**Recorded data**

Start of Block

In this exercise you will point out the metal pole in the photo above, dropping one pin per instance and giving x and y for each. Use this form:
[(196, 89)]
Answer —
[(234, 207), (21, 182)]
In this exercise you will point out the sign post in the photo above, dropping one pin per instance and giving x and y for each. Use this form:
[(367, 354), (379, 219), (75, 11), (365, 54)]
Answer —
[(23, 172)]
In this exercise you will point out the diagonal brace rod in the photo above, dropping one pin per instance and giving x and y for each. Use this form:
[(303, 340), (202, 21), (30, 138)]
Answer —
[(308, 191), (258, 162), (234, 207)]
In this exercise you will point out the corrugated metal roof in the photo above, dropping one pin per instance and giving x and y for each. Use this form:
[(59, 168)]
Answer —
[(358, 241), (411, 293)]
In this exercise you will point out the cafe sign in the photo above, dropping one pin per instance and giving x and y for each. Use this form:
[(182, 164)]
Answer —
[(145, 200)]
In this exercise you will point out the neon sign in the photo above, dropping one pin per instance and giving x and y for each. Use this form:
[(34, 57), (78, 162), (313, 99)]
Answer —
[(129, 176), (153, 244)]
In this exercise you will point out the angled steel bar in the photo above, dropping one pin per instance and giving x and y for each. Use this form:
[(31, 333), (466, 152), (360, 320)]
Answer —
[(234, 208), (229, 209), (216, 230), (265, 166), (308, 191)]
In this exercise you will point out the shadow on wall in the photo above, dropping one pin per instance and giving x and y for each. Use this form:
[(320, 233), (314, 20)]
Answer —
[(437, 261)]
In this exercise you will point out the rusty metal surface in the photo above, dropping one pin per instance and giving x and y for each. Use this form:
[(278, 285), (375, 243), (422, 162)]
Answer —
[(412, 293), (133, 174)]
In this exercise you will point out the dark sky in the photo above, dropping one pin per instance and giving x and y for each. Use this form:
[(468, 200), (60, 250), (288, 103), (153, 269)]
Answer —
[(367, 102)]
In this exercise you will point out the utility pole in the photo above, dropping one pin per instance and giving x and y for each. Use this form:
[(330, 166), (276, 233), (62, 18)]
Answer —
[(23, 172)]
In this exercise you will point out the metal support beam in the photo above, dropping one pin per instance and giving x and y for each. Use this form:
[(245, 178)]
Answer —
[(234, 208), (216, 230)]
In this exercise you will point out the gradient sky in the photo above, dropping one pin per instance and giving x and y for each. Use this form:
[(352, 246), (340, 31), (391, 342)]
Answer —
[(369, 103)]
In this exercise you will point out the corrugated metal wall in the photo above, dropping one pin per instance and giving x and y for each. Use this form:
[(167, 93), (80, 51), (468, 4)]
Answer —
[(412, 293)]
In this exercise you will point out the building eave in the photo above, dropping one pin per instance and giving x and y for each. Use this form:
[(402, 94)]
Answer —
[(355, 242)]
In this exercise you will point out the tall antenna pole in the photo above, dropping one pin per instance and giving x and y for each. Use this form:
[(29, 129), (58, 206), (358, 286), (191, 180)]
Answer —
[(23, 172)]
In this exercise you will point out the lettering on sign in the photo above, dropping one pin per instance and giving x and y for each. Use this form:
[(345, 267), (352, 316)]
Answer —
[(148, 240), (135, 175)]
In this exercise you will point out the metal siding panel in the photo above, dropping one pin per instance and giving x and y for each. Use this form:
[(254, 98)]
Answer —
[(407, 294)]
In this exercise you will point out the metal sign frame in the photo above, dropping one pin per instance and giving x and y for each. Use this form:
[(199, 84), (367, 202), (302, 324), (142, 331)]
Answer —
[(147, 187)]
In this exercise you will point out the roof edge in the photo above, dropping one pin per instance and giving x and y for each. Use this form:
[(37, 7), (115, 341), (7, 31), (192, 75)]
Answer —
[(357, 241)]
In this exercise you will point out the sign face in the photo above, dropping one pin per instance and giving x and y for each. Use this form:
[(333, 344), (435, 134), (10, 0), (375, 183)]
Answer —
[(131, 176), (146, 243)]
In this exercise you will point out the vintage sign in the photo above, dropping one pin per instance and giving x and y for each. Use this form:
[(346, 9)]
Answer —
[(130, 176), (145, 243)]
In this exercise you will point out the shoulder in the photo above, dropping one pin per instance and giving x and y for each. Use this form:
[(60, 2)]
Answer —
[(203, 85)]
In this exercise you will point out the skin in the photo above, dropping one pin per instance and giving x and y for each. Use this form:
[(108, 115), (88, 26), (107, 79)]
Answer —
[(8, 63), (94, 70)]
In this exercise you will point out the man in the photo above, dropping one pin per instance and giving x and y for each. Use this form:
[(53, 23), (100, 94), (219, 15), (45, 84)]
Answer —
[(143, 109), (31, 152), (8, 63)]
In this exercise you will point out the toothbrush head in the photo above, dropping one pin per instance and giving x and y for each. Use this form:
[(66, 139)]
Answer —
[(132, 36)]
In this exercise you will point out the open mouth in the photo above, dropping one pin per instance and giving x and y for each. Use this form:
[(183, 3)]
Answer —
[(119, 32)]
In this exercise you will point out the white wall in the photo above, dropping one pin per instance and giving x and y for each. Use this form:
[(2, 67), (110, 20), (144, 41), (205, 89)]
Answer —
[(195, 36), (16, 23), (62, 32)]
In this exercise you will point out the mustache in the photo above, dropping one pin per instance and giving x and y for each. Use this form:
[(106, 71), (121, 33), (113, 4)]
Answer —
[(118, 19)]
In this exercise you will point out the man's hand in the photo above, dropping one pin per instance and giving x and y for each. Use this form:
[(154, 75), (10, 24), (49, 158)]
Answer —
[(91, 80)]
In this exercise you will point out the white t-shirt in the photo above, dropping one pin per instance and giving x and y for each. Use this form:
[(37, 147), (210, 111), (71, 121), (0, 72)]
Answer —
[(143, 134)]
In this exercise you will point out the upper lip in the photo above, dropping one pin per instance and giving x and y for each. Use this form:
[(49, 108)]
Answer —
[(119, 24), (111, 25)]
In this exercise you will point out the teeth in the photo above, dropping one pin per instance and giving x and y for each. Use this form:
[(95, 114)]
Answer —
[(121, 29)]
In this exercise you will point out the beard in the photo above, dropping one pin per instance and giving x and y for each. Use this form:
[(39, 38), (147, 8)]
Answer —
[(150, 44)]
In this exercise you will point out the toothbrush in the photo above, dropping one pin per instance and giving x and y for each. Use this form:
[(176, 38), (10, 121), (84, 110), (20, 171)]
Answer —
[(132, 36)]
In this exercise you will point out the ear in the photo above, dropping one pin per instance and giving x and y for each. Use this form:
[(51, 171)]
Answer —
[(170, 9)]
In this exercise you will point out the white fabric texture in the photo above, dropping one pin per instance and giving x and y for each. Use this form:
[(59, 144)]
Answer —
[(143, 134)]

End of Block

**Requirement**
I need all of the records above retyped exactly, please.

**Answer box**
In this exercise you will point out the metal pole in the photo above, dropping one pin per instance and giving x and y for each. Use this form:
[(196, 89)]
Answer —
[(234, 207), (21, 182)]
In this exercise you will point out the sign post in the photo above, dropping one pin per instance and giving x and y for each. Use this form:
[(367, 354), (379, 219), (75, 11), (365, 54)]
Answer —
[(23, 172)]
In this exercise you will point out the diagonal brace rod in the photo above, dropping one pin per instance and giving x and y for each. Use this form:
[(303, 340), (202, 21), (30, 138)]
Answer —
[(308, 191), (258, 162), (234, 207)]
In this exercise you will point out the corrugated metal roof in the photo above, dropping one pin per instance and giving x and y for each. Use this form:
[(59, 168)]
Answer —
[(358, 241), (411, 293)]
In this exercise you will point out the cafe sign in the photo above, dropping one pin per instance and giving x and y for each. Use this form:
[(182, 164)]
Answer —
[(145, 200)]
In this exercise you will point out the neon sign in the photo above, dropping one pin per instance and giving x and y for each. Use this form:
[(34, 57), (78, 162), (313, 99)]
Answer —
[(129, 176), (153, 244)]
In this exercise you will point out the angled steel bar in the photo above, dropping one pin per instance and giving x and y for each. Use this form:
[(31, 333), (466, 152), (360, 320)]
Answer —
[(234, 208), (229, 209), (216, 230), (265, 166), (308, 191)]
In this exercise you will point out the shadow on wall in the photo above, dropping one pin per instance and giving x and y for each. Use this form:
[(320, 233), (314, 20)]
Answer —
[(437, 261)]
In this exercise you will point out the rusty metal surface in the photo above, dropping one pin per instance and giving x and y for each. Use this form:
[(278, 285), (375, 243), (422, 162)]
Answer —
[(412, 293), (133, 174)]
In this exercise you will point out the dark sky in the photo above, dropping one pin per instance and giving x and y for each. Use this form:
[(468, 200), (60, 250), (288, 103), (153, 269)]
Answer —
[(367, 102)]
In this exercise you will point out the utility pole in the photo above, dropping one pin per instance and giving x and y for each. Use this form:
[(330, 166), (276, 233), (62, 18)]
Answer —
[(23, 172)]
In this exercise you will point out the metal support beam in the photo above, dropping one pin per instance and giving x and y for each. Use this form:
[(245, 178)]
Answer —
[(234, 208), (216, 230)]
In this exercise you will point out the gradient sky in the photo above, dropping one pin per instance and giving x and y for each. Use this form:
[(352, 246), (340, 31), (391, 342)]
Answer —
[(369, 103)]
In this exercise you will point out the corrugated metal wall in the photo above, dropping one pin per instance and giving x and y for each. Use this form:
[(167, 93), (80, 51), (468, 4)]
Answer —
[(412, 293)]
In this exercise you will point out the building eave in the photo above, dropping one pin per instance and giving x and y for each. Use this form:
[(402, 94)]
Answer —
[(355, 242)]
In this exercise you will point out the tall antenna pole in the photo above, dropping one pin per instance and giving x and y for each. Use this form:
[(29, 129), (58, 206), (358, 286), (191, 180)]
Answer —
[(23, 172)]
In this exercise you will point out the lettering on sign in the photo above, dropping one pin per instance and giving x and y for each. Use this form:
[(345, 267), (352, 316)]
Answer —
[(148, 240), (135, 175)]
In this exercise you will point out the metal siding panel in the photo above, dropping one pin per instance and giving x and y for each. Use this form:
[(254, 98)]
Answer —
[(407, 294)]
In this exercise you will point out the metal sign frame in the photo above, dropping one pin per instance and giving x and y for each. Use this form:
[(199, 84), (367, 202), (302, 324), (142, 331)]
Answer —
[(147, 187)]
In this exercise you will point out the roof edge in the photo above, dropping one pin per instance and giving x and y for each. Use this form:
[(37, 7), (115, 341), (7, 31), (192, 75)]
Answer —
[(357, 241)]
In this exercise you will point out the sign face in the photo above, dropping one pin per instance and giving x and y for each. Use this form:
[(333, 344), (435, 134), (10, 0), (375, 183)]
Answer —
[(131, 176), (146, 243)]
In this exercise you will point out the vintage sign in the photo above, dropping one pin per instance and giving x and y for each. Use this form:
[(346, 9)]
Answer —
[(130, 176), (145, 243)]
In this exercise you will point out the shoulder in the photo above, dropping one pin per instance and giving x and y for each. Use this form:
[(60, 2)]
Answer —
[(203, 85)]
In this exercise you will point out the skin in the photo above, dropping one pin per instance and giving x and y for each. Use this form:
[(108, 115), (88, 26), (107, 79)]
Answer —
[(8, 63), (94, 70)]
In this exercise you will point out the man in the photo above, dropping one pin per instance and giving x and y for each. Use this form:
[(53, 23), (100, 94), (219, 15), (45, 84)]
Answer —
[(143, 109), (31, 152), (8, 63)]
In this exercise you will point out the toothbrush head in the photo above, dropping one pin per instance and giving x and y for each. Use this form:
[(66, 139)]
Answer —
[(132, 36)]
In this exercise you will point out the open mouth in the photo above, dropping one pin per instance and giving x and y for each. Use this form:
[(183, 3)]
Answer —
[(119, 32)]
In this exercise you will point out the white wall in the photo above, dropping one pin per instance and giving x and y for each. Use this form:
[(2, 67), (110, 20), (144, 41), (205, 89)]
Answer —
[(195, 36), (16, 23), (62, 32)]
In this exercise you will point out the mustache in the photo above, dropping one pin per instance and giving x and y for each. Use this form:
[(106, 71), (121, 33), (113, 4)]
Answer —
[(118, 19)]
In this exercise you will point out the man's hand in the photo above, dropping one pin per instance and giving x and y for each. Use this form:
[(154, 75), (10, 24), (49, 158)]
Answer —
[(91, 80)]
In this exercise you will point out the white t-shirt in the photo above, dropping one pin per instance and giving x and y for each. Use this form:
[(37, 147), (210, 111), (71, 121), (0, 72)]
Answer —
[(143, 134)]
In this exercise you will point out the upper lip in the photo above, dropping one pin per instance and giving x and y for each. Use this form:
[(49, 108)]
Answer —
[(119, 24), (111, 25)]
In this exercise you will point out the teeth in the photo above, dropping one pin per instance and giving x and y for each. Use this form:
[(95, 114)]
Answer —
[(121, 29)]
In this exercise you will point out the beard in the photo above, dropping one pin per instance and giving x and y for each. Use this form:
[(39, 38), (147, 8)]
Answer —
[(150, 44)]
In this exercise you will point out the toothbrush in the photo above, dropping one pin per instance and giving x and y for each. Use this form:
[(176, 38), (10, 121), (84, 110), (20, 171)]
Answer —
[(132, 36)]
In this exercise you will point out the ear in the photo above, dropping one pin per instance and giving x and y for each. Use this form:
[(51, 171)]
Answer —
[(170, 9)]
In this exercise you will point out the white fabric texture in the photo above, dropping one pin per instance and giving x and y for each. Use this form:
[(59, 144)]
Answer —
[(143, 134)]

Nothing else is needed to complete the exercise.